◆ **Extract to read**:
The benchmarks that would make AI research autonomous are already being solved. What happens after that?
The benchmarks that would make AI research autonomous are already being solved. What happens after that?
Jack Clark has been writing about AI for long enough to know what a reckless prediction sounds like. That makes his latest one notable.
In a newsletter published Monday, Clark, the co-founder of Anthropic and former head of policy at the lab, assigned a 60 percent or better probability to a specific outcome: that AI systems will be conducting AI research with no human involvement by the end of 2028. Not assisting. Not augmenting. Replacing.
"It's a reluctant view because the implications are so large that I feel dwarfed by them," Clark wrote. "I'm not sure society is ready for the kinds of changes implied by achieving automated AI R&D."
The prediction would be easy to dismiss as another in a long line of AI timelines from the anxiety-producing corner of the AI world. But Clark's essay is different in one important way: it's built almost entirely on public benchmark data, and that data is striking.
Start with SWE-Bench, a coding test that asks AI systems to resolve real GitHub issues. When it launched in late 2023, the best score was roughly 2 percent. Claude Mythos Preview, released in April, scores 93.9 percent. The benchmark is effectively saturated.
Or consider CORE-Bench, which tests whether an AI agent can reproduce the results of a scientific paper from its code repository. In September 2024, the best system scored about 21.5 percent. By December 2025, one of the benchmark's own authors declared it solved, with a model achieving 95.5 percent.
The speedup numbers are similarly stark. Anthropic has been tracking how well its models optimize LLM training code. In May 2025, Claude Opus 4 achieved a 2.9x average speedup. By April 2026, Claude Mythos Preview hit 52x. For context, a human researcher typically needs four to eight hours to achieve a 4x speedup on the same task.

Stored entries
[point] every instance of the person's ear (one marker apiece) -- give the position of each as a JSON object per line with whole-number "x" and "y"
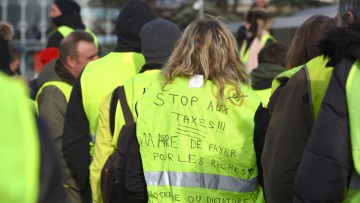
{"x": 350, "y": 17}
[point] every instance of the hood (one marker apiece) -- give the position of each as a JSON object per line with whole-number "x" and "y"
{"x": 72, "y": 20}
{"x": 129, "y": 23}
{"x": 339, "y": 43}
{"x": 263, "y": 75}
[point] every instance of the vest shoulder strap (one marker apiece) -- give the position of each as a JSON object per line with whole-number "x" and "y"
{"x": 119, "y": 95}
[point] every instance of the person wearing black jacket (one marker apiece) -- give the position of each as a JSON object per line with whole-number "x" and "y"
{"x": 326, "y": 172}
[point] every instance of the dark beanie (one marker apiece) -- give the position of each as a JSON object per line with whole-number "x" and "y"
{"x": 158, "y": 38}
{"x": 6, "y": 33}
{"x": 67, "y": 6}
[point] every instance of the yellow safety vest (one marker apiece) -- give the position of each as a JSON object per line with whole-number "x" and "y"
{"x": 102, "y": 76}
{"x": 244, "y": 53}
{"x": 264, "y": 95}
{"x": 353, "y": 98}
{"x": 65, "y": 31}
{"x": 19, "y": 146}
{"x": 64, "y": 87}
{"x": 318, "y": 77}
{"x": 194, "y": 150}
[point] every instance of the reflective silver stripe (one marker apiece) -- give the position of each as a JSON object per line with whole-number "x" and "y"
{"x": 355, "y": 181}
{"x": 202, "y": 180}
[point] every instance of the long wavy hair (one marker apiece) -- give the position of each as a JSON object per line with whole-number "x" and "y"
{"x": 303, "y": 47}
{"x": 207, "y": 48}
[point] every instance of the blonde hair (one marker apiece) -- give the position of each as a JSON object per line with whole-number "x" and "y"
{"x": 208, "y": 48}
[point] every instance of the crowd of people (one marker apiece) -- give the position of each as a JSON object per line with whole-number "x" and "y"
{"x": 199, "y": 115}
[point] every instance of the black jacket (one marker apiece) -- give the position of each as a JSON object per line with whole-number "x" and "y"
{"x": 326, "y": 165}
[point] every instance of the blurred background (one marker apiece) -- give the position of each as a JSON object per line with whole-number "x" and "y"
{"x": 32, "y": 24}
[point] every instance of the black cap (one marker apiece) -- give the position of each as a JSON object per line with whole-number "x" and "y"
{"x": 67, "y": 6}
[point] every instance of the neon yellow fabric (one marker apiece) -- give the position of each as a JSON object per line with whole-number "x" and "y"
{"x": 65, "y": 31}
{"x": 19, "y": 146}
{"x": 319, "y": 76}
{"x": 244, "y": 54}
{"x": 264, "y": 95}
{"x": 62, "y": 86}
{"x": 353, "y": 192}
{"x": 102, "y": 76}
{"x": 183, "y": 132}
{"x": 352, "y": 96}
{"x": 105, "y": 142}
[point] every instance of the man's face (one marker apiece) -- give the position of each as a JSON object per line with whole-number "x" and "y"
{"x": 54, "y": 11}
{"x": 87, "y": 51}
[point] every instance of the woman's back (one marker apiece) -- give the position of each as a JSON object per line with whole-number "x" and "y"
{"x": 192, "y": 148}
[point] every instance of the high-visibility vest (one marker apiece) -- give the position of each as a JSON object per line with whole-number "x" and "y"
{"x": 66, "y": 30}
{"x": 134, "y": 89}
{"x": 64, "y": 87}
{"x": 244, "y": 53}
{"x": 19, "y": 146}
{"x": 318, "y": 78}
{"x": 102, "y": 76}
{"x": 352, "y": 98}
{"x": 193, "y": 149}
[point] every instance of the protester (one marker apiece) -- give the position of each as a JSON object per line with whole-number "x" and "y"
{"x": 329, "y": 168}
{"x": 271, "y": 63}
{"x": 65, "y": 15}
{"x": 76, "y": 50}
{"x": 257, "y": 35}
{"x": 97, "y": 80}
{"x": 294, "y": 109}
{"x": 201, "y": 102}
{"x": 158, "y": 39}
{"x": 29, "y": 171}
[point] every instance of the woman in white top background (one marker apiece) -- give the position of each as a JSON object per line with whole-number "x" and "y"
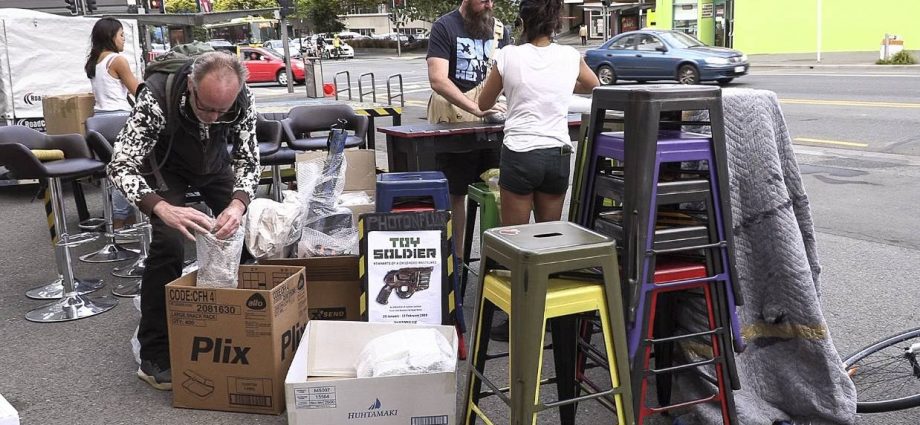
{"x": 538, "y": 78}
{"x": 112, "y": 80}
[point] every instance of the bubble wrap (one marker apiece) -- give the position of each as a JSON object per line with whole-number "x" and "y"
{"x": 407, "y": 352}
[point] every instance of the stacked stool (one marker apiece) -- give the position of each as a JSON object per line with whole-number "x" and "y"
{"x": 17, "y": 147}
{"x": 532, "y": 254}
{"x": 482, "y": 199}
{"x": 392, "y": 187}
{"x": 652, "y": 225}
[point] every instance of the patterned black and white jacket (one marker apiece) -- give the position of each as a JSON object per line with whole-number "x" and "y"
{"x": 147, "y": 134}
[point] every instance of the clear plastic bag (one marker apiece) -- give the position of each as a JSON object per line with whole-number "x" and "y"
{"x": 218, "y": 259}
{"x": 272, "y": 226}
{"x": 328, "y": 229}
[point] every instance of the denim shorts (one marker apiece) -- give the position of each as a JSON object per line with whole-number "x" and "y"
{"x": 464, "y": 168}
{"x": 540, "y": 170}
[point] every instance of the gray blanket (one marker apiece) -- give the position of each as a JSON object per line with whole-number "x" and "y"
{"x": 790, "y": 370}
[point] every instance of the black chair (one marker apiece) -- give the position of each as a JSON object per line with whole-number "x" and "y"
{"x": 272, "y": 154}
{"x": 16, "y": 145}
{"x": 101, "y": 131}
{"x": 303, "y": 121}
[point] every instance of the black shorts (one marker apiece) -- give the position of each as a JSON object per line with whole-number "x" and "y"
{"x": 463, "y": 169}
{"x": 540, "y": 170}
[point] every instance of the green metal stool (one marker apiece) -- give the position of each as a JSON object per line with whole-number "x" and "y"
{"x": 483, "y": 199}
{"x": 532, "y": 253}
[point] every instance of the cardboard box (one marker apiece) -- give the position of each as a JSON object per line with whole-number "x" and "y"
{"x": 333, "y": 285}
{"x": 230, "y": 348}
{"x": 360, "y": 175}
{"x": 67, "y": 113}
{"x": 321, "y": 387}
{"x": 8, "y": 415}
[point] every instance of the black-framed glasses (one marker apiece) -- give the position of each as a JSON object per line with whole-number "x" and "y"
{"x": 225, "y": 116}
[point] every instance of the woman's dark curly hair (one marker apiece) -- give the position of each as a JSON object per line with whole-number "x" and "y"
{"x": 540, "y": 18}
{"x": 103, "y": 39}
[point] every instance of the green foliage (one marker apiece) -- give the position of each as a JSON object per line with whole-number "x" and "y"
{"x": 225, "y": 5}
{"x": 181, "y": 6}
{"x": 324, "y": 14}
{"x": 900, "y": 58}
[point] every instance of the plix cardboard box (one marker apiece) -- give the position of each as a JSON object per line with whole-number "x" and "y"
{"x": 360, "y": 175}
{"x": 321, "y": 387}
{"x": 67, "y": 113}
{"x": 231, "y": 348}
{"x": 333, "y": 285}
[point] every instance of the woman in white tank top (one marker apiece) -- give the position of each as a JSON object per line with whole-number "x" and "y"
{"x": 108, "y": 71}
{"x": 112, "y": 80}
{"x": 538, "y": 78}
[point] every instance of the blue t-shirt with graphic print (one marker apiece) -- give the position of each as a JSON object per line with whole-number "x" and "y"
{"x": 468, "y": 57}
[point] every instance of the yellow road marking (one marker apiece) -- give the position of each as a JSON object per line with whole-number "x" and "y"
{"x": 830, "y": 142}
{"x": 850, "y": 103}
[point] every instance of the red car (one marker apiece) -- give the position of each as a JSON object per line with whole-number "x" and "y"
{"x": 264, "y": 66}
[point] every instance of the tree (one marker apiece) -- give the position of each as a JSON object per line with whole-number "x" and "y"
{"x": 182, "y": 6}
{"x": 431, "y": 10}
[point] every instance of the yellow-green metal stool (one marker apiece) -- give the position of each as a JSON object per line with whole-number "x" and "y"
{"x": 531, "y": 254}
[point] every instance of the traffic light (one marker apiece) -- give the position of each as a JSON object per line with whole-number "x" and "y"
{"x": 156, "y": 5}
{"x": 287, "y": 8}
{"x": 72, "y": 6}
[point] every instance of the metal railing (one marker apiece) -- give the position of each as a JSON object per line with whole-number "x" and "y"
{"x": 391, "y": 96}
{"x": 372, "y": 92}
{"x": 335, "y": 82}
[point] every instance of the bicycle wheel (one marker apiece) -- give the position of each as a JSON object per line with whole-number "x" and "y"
---
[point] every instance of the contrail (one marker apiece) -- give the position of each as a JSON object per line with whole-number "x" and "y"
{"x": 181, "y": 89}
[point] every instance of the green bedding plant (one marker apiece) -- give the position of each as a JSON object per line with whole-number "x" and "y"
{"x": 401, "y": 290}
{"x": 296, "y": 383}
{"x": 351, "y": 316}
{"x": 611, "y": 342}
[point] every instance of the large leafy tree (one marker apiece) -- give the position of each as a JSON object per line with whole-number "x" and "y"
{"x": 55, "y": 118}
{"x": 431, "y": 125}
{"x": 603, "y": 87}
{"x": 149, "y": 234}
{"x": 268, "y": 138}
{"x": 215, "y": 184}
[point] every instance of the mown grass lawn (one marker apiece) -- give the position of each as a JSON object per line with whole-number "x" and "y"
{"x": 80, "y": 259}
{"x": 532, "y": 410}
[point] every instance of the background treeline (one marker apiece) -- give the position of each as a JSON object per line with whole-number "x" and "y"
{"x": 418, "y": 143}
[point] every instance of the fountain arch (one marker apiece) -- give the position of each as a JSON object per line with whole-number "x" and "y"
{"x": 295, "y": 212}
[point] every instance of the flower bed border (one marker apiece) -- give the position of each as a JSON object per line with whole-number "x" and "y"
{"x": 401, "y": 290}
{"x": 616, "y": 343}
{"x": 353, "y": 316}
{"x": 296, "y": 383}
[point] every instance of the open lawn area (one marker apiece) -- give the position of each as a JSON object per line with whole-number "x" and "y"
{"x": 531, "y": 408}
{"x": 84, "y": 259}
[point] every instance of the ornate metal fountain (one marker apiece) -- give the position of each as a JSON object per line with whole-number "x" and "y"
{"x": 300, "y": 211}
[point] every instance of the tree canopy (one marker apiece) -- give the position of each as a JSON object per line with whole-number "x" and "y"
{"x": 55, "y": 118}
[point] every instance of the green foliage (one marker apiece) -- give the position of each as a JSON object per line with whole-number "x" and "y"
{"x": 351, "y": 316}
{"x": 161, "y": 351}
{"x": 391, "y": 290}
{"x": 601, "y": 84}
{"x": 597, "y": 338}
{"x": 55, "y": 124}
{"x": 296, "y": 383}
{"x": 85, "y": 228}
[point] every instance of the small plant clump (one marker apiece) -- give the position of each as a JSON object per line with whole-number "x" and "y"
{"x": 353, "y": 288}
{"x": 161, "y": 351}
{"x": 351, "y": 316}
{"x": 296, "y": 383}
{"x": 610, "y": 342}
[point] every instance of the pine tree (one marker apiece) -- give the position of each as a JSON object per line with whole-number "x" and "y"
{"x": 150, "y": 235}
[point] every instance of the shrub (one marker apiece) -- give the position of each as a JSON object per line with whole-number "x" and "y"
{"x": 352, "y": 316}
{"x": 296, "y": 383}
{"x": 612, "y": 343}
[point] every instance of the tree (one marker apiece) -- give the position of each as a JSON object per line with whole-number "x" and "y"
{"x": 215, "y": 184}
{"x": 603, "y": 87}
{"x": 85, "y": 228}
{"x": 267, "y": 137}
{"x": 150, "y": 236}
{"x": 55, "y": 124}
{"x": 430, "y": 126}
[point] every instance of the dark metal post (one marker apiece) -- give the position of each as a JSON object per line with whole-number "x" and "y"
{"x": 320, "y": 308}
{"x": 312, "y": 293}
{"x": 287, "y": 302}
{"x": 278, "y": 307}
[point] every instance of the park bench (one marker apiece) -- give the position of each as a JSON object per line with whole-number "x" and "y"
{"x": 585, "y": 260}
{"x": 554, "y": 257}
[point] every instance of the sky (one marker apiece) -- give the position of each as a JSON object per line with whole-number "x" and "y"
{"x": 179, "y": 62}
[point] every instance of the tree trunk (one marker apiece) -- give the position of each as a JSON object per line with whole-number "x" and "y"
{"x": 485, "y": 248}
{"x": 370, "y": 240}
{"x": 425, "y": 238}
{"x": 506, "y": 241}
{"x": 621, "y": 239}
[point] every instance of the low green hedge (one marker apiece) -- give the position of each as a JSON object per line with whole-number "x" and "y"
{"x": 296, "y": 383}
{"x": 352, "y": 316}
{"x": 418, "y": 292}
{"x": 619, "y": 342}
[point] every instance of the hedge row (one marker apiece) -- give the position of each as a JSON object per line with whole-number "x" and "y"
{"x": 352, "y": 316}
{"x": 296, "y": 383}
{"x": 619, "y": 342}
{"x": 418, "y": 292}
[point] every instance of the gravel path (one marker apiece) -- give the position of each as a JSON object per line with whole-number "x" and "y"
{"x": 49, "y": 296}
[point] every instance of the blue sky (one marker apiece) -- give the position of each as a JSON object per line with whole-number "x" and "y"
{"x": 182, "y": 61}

◆ **Work instruction A**: In the article on automated AI research, what probability did Clark assign to AI systems conducting AI research with no human involvement by the end of 2028?
◆ **Work instruction B**: According to the article on automated AI research, why is Clark's essay harder to dismiss than other AI timelines? Explain in one to three sentences.
◆ **Work instruction C**: Pick up the article on automated AI research after its final sentence and continue it.

◆ **Response A**: He assigned it a probability of 60 percent or better.

◆ **Response B**: Unlike many predictions from the anxiety-producing corner of the AI world, Clark's essay is built almost entirely on public benchmark data. That data is striking.

◆ **Response C**:
METR, an independent research organization that measures how long a skilled human would take to do what an AI agent can do, tracks the same trend. In 2022, GPT-3.5 could handle tasks taking a human about 30 seconds. By 2026, that has risen to roughly 12 hours with Opus 4.6. Ajeya Cotra, a longtime AI forecaster at METR, projects roughly 100 hours by the end of this year.
This is the evidence mosaic Clark is looking at. "All the pieces are in place for automating the production of today's AI systems," he writes. "The engineering components of AI development."
The question that follows is where it gets interesting.
Clark doesn't argue that AI can already do everything a human researcher does. He explicitly sidesteps the question of whether current systems can generate the kind of radical, left-field insight that occasionally reshapes a field. What he argues is that the engineering work — the actual implementation, the iteration, the debugging, the optimization — is already within reach. And if scaling trends hold, the creativity layer may not be a permanent wall. It may just be another engineering problem waiting to be solved.
The timeline convergence is worth dwelling on. Daniel Kokotajlo, an AI researcher who maintains probabilistic forecasts on LessWrong, revised his own estimate for when an AI will be able to replace human software engineers — his "Automated Coder" milestone — from late 2029 to mid-2028 in a Q1 2026 update. He cited METR's updated data and the rapid improvement of agentic coding tools. Sam Altman, the CEO of OpenAI, said in January that having an automated AI researcher by March 2028 was "an internal goal" of his company. He added: "We may totally fail at this goal."
The disagreement among serious people isn't whether progress is happening. It's whether the remaining gap is categorical or merely engineering.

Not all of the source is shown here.